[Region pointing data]
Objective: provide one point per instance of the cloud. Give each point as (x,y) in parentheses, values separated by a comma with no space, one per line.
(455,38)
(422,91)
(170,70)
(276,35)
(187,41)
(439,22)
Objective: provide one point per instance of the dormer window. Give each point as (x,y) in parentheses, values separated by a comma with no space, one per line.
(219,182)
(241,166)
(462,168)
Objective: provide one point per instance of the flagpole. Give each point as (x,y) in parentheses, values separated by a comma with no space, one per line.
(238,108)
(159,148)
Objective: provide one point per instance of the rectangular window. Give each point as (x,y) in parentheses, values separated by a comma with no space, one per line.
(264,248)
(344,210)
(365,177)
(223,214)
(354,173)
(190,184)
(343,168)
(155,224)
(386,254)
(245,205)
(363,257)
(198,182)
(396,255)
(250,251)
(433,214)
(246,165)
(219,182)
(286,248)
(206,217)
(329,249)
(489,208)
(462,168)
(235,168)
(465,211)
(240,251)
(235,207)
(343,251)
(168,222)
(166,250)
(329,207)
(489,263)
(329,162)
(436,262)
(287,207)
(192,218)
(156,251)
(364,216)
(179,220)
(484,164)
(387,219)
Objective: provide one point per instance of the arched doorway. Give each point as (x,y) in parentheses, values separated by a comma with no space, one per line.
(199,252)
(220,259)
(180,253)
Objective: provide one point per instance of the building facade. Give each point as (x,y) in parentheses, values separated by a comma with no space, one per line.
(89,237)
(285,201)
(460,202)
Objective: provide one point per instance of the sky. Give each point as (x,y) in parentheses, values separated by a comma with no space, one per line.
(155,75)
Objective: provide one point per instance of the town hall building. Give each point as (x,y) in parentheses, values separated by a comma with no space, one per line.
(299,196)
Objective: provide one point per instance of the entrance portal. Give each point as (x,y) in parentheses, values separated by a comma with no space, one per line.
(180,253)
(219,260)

- _WHAT YOU NEED TO DO_
Your answer must be an exact copy of every entry above.

- _FINISHED EXERCISE_
Objective: provide one point per instance of the cloud. Give each point as (x,y) in parentheses, values separated by a comma with no space, one per line.
(455,38)
(422,91)
(170,70)
(276,35)
(187,41)
(439,22)
Objective: provide one point per instance of the dormer window. Give each point as (x,y) in parentheses, values separated by a comma with no space, one per line.
(219,182)
(241,166)
(462,168)
Objective: provide one point per instance of the flagpole. Give each point as (x,y) in parentheses, values separated by a comma with no space, one per line.
(238,108)
(159,148)
Objective: provide one point per instance of the rectangular window. Give each point as (x,y) in parentheses, values separated by a comma with no space, one per line.
(264,248)
(344,210)
(365,177)
(223,214)
(354,173)
(190,184)
(343,168)
(155,224)
(386,254)
(245,205)
(363,257)
(198,182)
(396,255)
(250,251)
(433,214)
(246,165)
(219,182)
(286,248)
(206,217)
(329,249)
(489,208)
(462,168)
(235,168)
(465,211)
(240,251)
(235,207)
(343,251)
(168,222)
(166,250)
(329,207)
(489,263)
(329,162)
(436,262)
(287,207)
(192,218)
(156,251)
(364,216)
(179,220)
(484,164)
(387,219)
Objective: provide one point per instance of the arched doorway. Give each point as (x,y) in parentheses, values separated by a comma with no space, one per line.
(199,252)
(220,259)
(180,253)
Objective: provide one point per instance of the building facade. Give each point as (x,y) in parentheses, values separated by a comma with no space, one per line.
(89,237)
(285,201)
(460,202)
Objective: provide one point per instance of the sky. Give each point as (x,y) in parentheses, values separated by a comma with no space, one per line.
(155,75)
Objective: provide one point per instance of the town hall building. Give each point as (x,y) in parentheses, values separated by a comma with no space, one per line.
(299,196)
Objective: provide one point per instance of the entrance portal. Give each point as (x,y) in parentheses, values separated by a comma with no space, one per line.
(180,253)
(219,260)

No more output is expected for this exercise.